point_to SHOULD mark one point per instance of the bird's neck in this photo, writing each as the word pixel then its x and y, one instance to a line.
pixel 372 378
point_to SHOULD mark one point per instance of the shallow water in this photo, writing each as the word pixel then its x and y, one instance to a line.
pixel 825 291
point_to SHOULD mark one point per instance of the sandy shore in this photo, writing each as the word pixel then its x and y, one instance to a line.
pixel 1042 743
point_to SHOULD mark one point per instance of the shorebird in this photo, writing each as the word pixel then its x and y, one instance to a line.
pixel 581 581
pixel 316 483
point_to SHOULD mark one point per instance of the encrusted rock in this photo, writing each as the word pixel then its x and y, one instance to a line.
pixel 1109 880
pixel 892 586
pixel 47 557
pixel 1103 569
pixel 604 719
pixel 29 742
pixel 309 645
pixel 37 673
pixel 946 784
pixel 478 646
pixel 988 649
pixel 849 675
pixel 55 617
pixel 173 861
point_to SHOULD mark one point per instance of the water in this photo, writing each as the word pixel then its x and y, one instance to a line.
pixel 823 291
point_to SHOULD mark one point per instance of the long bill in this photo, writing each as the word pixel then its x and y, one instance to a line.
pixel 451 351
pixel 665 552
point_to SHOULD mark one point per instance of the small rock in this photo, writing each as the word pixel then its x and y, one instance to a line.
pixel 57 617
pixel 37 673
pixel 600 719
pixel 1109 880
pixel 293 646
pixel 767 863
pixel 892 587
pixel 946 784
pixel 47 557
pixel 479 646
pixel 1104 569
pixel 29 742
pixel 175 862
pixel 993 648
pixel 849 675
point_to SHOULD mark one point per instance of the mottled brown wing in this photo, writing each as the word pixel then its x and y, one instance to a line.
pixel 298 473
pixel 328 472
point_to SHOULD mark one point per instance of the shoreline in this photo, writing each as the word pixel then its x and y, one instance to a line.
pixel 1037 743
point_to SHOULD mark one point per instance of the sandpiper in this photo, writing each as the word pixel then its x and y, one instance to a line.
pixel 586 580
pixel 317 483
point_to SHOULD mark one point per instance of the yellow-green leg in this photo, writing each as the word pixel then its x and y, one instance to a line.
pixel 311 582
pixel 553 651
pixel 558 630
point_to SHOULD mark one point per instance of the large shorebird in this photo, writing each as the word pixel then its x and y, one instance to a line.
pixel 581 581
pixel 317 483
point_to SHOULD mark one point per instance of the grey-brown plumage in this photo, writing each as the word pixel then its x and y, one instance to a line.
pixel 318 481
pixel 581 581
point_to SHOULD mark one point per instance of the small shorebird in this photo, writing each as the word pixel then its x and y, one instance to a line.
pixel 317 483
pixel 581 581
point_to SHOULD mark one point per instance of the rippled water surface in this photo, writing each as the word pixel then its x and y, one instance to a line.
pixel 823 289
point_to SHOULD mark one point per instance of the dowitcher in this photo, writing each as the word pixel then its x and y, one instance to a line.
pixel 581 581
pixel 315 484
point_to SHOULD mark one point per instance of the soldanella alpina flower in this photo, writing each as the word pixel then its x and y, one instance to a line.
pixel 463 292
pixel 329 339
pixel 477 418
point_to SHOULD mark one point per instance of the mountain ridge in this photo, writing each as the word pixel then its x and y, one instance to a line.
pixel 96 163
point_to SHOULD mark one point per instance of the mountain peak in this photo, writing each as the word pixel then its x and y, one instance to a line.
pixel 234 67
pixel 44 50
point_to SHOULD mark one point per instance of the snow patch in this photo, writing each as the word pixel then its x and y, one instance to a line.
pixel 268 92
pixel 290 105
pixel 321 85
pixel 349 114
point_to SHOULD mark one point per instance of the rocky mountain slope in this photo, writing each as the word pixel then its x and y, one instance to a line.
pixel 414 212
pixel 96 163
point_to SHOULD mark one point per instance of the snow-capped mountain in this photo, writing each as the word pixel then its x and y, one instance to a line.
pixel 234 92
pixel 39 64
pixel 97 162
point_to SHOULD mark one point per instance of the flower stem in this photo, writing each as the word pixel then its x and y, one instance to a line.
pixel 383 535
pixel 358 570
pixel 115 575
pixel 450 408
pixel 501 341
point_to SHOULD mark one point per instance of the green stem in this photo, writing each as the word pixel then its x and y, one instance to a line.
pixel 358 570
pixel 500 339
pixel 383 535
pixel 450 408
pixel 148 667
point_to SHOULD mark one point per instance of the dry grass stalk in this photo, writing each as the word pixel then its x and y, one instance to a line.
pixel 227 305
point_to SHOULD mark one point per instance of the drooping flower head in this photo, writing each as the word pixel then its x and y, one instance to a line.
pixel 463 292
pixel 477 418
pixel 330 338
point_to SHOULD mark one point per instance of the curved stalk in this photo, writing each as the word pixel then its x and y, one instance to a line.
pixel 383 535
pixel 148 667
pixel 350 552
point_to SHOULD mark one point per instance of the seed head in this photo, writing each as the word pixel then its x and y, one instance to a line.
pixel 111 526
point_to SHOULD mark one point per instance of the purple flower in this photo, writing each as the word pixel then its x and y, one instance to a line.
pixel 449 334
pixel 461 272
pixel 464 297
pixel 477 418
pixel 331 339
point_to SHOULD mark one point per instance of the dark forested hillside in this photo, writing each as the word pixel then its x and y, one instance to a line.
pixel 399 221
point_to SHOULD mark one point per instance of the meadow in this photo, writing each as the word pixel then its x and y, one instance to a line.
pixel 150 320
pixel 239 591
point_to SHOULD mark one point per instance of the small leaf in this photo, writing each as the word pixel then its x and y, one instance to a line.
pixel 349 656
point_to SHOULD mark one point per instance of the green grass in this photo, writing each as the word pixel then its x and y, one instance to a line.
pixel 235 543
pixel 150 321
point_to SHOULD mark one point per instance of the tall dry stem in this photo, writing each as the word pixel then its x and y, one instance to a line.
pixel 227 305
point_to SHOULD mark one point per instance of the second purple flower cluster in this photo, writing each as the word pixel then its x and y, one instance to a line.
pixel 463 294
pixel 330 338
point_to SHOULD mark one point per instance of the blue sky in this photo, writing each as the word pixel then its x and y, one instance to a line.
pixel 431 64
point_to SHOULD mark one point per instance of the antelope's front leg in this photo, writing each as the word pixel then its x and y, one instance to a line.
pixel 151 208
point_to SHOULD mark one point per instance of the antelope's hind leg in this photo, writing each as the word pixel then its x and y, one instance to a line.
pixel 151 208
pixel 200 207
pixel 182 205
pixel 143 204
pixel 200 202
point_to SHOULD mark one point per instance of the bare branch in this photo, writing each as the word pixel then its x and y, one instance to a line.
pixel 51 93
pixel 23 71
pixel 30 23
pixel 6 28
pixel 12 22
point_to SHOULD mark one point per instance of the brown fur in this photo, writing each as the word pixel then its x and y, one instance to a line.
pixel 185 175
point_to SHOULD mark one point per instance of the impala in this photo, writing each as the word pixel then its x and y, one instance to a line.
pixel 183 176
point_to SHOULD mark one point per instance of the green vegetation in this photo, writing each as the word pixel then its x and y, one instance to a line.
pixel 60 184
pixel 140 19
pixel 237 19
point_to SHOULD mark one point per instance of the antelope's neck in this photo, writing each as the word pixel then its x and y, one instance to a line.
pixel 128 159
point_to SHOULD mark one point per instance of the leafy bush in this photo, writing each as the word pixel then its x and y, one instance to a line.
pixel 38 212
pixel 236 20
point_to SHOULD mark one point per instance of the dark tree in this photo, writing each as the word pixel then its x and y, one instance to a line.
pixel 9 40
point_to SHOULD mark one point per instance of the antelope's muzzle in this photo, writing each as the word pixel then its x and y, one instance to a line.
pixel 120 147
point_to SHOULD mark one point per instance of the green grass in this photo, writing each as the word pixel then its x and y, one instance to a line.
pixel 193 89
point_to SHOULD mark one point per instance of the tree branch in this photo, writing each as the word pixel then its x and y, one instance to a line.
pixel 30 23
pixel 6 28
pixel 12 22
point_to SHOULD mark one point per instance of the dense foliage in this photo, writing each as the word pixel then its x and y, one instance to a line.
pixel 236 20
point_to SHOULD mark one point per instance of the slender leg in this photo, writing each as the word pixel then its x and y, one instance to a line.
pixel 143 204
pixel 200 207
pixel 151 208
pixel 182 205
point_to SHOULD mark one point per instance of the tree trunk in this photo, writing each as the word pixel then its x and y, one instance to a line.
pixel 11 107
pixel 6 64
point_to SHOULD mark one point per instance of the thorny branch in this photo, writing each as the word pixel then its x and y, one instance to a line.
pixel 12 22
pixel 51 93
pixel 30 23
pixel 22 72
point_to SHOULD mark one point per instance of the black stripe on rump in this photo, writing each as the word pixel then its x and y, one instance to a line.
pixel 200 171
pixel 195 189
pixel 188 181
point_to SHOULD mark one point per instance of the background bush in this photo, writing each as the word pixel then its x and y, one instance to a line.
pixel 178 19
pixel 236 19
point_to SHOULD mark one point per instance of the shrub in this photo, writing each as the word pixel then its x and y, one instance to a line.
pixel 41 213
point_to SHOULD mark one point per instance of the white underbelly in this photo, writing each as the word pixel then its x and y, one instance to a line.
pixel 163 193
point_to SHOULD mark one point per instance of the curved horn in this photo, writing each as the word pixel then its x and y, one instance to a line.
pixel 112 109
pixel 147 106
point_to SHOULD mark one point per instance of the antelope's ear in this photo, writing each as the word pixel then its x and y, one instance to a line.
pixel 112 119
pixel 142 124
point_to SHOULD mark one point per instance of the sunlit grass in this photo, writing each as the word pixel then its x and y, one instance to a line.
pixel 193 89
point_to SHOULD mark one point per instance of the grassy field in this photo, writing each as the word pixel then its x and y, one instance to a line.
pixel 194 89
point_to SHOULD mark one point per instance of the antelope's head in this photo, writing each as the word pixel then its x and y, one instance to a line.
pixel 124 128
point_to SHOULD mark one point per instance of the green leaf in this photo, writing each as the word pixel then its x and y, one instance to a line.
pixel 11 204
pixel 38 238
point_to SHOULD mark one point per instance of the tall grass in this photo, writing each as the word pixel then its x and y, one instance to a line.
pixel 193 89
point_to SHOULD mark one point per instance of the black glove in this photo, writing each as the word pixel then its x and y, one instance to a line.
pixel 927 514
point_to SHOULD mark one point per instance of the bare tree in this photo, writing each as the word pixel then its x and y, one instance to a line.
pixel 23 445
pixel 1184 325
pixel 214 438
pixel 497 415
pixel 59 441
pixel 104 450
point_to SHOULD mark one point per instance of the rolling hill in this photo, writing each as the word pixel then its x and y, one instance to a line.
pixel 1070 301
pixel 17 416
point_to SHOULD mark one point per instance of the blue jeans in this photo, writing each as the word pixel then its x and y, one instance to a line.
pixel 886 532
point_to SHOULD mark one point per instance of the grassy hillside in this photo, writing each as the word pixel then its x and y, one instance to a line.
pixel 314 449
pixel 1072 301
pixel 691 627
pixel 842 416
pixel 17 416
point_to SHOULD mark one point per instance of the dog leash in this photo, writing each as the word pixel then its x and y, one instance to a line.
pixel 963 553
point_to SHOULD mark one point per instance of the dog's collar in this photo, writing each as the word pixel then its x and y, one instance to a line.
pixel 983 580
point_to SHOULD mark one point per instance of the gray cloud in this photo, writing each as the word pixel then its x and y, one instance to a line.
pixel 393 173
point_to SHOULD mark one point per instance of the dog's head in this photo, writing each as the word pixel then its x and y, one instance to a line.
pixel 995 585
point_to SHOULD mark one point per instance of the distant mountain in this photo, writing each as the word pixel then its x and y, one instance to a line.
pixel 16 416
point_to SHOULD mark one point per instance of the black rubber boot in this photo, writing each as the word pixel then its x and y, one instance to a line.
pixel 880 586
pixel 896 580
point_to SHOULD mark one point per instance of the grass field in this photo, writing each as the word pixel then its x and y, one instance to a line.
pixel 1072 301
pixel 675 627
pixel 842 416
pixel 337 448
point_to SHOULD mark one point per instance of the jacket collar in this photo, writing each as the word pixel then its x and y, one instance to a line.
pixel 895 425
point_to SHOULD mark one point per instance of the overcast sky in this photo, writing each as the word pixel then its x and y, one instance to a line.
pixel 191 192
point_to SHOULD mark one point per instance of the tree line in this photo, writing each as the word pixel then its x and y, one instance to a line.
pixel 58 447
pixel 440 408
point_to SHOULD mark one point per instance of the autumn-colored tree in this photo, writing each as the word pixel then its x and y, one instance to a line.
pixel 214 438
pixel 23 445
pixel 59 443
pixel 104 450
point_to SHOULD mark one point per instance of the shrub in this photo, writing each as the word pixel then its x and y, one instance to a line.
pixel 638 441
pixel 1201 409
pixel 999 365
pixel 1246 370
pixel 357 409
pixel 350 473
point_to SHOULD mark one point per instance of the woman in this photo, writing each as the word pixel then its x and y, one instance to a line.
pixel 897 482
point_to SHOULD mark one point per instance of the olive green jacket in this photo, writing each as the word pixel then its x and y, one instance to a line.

== DO THIS ==
Could you express the records above as a two-column CSV with the headers "prompt" and "points", one row per record, with each record's text and its answer in one quoted field each and line breaks replaced by spaces? Begin at the start of the records and stop after the line that has "pixel 1037 743".

== RESPONSE ==
prompt,points
"point_to SHOULD mark one point per instance of the bird's neck in this photo, writing each as the word pixel then its x and y, one instance to a line.","pixel 372 378"
"point_to SHOULD mark one point per instance of the shallow water in this photo, writing each as the word pixel then its x and y, one instance to a line.","pixel 825 291"
"point_to SHOULD mark one point per instance of the sandy shore in this photo, writing each as the word pixel then its x and y, one instance to a line.","pixel 1042 743"
"point_to SHOULD mark one point per instance of the shorebird in this photo, writing each as the word pixel then its x and y, one instance to a line.","pixel 581 581 pixel 316 483"
"point_to SHOULD mark one point per instance of the encrusted rock in this photo, writing each as the word pixel then its x and y, one instance to a line.","pixel 1109 880 pixel 892 586 pixel 47 557 pixel 1103 569 pixel 604 719 pixel 29 742 pixel 309 645 pixel 37 673 pixel 946 784 pixel 478 646 pixel 988 649 pixel 849 675 pixel 55 617 pixel 173 861"
"point_to SHOULD mark one point per instance of the water in this photo, writing each as the word pixel then its x and y, one instance to a line.","pixel 823 291"
"point_to SHOULD mark one point per instance of the long bill in this photo, writing each as the word pixel then its x and y, one instance to a line.","pixel 451 351 pixel 665 552"
"point_to SHOULD mark one point per instance of the small rock in this photo, writing each as the word pixel then its x and y, one instance to a line.","pixel 57 617 pixel 37 673 pixel 600 719 pixel 1109 880 pixel 293 646 pixel 767 863 pixel 892 587 pixel 946 784 pixel 47 557 pixel 479 646 pixel 1104 569 pixel 29 742 pixel 175 862 pixel 993 648 pixel 849 675"
"point_to SHOULD mark one point per instance of the mottled brown wing in this photo, writing each as the word pixel then its x and y, one instance to a line.","pixel 298 473 pixel 328 472"
"point_to SHOULD mark one point per instance of the shoreline in this photo, writing each as the word pixel then its x and y, one instance to a line.","pixel 1037 743"